- _Selected extract_:
At step 408, a score is assigned to each of the one or more segments according to the linguistic parameters utilized, search parameters in a query entered by a user, search parameters provided by a search engine or information retrieval system, and so forth. In other words, the score is based on the words in the document according to a context, the context determined by the search parameters entered and/or the hypotext provided. Each of the one or more segments is assigned a segment identifier (“ID”) and/or a document ID for indexing the segments in a scoring index at step 410. The scoring indexes are compressed at step 412.
When the linguistic analysis engine needs to locate the document, or segment of the document, based on a query, the linguistic analysis engine searches the scoring indexes for retrieval of information that matches the search parameters and the linguistic parameters. The result is then returned to the user presenting the query. As discussed herein, the individual segments of the documents may be returned to the user, as pertinent to the query. Alternatively, two or more of the individual segments of the document may be combined to approximate a score within the area covered by the two or more segments.
For example, segment A of document # 1 may include 250 word tokens. Each word token represents a word, the words possibly being varying lengths. The segment A of the document # 1 is compressed in order to be represented by one score and/or one ID associated with the score. Thus, the linguistic analysis engine may quickly retrieve the segment A and the score of the segment A. The segment A may be returned to the user as text pertinent to the user's query. The linguistic analysis engine, however, may approximate the scores of the segment A and segment B of the document # 1 by averaging the scores of the different linguistic parameters for each of the segment A and the segment B. The language of the segment A and the segment B is returned to the user as text pertinent to the user's query based on the approximated score by the linguistic analysis engine. Any number of segments, combination of the segment scores, approximation of the segment scores, and so on may be used to locate data pertinent to the user's query in various embodiments. Further, any method of combining the scores may be utilized according to various embodiments.

- _Information supplied_:
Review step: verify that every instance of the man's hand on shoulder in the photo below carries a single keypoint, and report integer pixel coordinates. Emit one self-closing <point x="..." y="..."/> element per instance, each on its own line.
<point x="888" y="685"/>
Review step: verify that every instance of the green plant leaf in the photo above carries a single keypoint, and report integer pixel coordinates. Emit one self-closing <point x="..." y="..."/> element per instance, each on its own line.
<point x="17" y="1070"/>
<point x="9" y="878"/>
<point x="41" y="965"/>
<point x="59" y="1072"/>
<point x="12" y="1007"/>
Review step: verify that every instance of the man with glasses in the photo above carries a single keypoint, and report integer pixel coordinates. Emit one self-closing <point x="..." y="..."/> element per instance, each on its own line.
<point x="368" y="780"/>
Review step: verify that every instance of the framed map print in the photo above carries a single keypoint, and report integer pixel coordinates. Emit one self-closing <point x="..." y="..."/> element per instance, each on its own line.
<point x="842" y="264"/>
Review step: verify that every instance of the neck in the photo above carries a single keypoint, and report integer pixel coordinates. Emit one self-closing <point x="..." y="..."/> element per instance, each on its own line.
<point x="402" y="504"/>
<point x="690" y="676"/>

- _Set task_:
Transcribe the stretch of the segment-scoring passage from "At step 408, a" through "at step 412.". Work only from the segment-scoring passage, not the records.

- _Response to the task_:
At step 408, a score is assigned to each of the one or more segments according to the linguistic parameters utilized, search parameters in a query entered by a user, search parameters provided by a search engine or information retrieval system, and so forth. In other words, the score is based on the words in the document according to a context, the context determined by the search parameters entered and/or the hypotext provided. Each of the one or more segments is assigned a segment identifier (“ID”) and/or a document ID for indexing the segments in a scoring index at step 410. The scoring indexes are compressed at step 412.